==== Excerpt provided ====

You’ve survived Mayan prophesy. Now survive our year-end listicle.

So you survived the Mayan apocalypse and made it through the holidays. Well, congratulations. But you know as we do that death won’t be cheated for long, and when it comes for each of us, well, that’s as much apocalypse as any one body can handle.

So that brings us to how we clung to our own miserable lives throughout this year with Roads & Kingdoms. Matt and I are not war reporters, though we did nibble on the fringe of several hot and cold wars—the civil war in northern Burma, South Africa’s live-fire war against its own working class, Denmark’s alcoholic war on its own liver, and more. The dangers we have faced while traveling, reporting and eating dodgy street food since we launched Roads & Kingdoms wouldn’t amount to an hour in Aleppo. But still, we know what we know and have lived what we’ve lived. We know, for example, that the best way to stave off thoughts of unavoidable doom is to browse through online listicles. So here is a list: the top ten hazards that we’re glad to have survived in 2012. Note that this list doesn’t include the real or perceived dangers to all our fine contributors—Jonathan Hanson being bled on by muay thai fighters, Daniel Howden and Nastasya Tay braving Mogadishu in order to get some ice cream, Oliver Bullough eating more chili paste than any Englishman ought to. But they can make their own lists. Here’s ours:

10. Angry Catalans
Location: Barcelona

Matt returned home to Barcelona from Peru only to find his adopted city ablaze with Euro-rioting. Plaça de Catalunya was the center for the striking indignados, some of whom hurled molotov cocktails at police, lit cars on fire and made sure to smash in the windows of every Starbucks in their path. “What I saw in Barcelona makes the Occupy Wall Street movement seem like a campfire singalong,” he said at the time. Kumbaya, tío, kumbaya.

==== Dataset content ====

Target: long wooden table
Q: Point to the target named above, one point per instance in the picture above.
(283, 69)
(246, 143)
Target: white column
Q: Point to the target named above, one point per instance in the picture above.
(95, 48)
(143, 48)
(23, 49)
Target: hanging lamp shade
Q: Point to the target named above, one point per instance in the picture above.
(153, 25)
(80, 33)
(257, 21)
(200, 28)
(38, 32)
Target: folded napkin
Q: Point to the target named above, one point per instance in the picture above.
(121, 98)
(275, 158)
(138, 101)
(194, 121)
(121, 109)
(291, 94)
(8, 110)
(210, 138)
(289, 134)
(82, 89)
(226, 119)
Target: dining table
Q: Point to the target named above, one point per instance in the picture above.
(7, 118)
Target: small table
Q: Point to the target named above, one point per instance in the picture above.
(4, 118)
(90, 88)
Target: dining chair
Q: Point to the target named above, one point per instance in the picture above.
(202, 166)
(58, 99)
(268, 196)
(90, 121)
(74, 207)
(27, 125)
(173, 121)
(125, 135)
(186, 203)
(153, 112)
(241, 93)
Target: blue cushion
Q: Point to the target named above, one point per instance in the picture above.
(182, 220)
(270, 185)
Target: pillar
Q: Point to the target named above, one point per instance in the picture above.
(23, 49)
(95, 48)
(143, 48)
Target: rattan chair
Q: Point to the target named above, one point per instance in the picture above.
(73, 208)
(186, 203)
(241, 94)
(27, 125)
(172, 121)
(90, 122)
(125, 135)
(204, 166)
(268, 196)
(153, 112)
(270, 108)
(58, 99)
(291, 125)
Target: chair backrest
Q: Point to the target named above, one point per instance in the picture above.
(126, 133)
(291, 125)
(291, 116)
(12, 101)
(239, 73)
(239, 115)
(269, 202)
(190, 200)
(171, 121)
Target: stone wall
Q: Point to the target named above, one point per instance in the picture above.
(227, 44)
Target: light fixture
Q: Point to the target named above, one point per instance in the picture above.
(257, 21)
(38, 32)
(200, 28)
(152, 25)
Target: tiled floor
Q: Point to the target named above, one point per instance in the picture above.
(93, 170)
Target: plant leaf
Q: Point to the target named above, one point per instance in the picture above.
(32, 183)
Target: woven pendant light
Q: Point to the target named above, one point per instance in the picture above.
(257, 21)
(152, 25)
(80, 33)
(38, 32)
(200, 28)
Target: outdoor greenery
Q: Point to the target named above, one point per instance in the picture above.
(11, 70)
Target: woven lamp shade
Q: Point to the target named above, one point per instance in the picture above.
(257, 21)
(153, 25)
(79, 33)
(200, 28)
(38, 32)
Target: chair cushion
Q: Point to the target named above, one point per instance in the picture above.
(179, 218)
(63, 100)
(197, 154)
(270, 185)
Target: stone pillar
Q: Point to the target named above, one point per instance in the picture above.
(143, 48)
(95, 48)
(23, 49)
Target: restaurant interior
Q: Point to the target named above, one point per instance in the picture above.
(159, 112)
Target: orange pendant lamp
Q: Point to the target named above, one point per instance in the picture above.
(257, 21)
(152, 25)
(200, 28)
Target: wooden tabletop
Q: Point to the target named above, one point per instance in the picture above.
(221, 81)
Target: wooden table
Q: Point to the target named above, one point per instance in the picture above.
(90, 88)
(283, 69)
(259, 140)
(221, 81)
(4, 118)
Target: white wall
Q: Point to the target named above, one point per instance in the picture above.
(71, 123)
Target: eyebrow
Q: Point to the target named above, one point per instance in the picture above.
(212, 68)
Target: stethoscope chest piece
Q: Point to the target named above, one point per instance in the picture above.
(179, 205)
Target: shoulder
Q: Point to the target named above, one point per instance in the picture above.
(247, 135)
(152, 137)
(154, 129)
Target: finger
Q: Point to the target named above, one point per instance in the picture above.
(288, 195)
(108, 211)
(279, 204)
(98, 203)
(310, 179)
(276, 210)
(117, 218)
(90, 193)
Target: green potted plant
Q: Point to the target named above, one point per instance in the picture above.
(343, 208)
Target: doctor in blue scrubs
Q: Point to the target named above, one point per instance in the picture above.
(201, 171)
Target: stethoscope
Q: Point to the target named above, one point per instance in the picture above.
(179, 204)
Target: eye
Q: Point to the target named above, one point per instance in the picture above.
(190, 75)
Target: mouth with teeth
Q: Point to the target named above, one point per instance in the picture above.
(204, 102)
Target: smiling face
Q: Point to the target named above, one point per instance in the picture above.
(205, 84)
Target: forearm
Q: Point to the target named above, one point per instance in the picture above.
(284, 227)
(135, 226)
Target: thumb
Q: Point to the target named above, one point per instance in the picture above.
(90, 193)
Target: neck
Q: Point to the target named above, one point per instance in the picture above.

====

_Goal_
Print the stretch of the year-end listicle from "10. Angry Catalans" through "Kumbaya, tío, kumbaya." without any changes. The rows that come after the listicle have no connection to it.

_The solution_
10. Angry Catalans
Location: Barcelona

Matt returned home to Barcelona from Peru only to find his adopted city ablaze with Euro-rioting. Plaça de Catalunya was the center for the striking indignados, some of whom hurled molotov cocktails at police, lit cars on fire and made sure to smash in the windows of every Starbucks in their path. “What I saw in Barcelona makes the Occupy Wall Street movement seem like a campfire singalong,” he said at the time. Kumbaya, tío, kumbaya.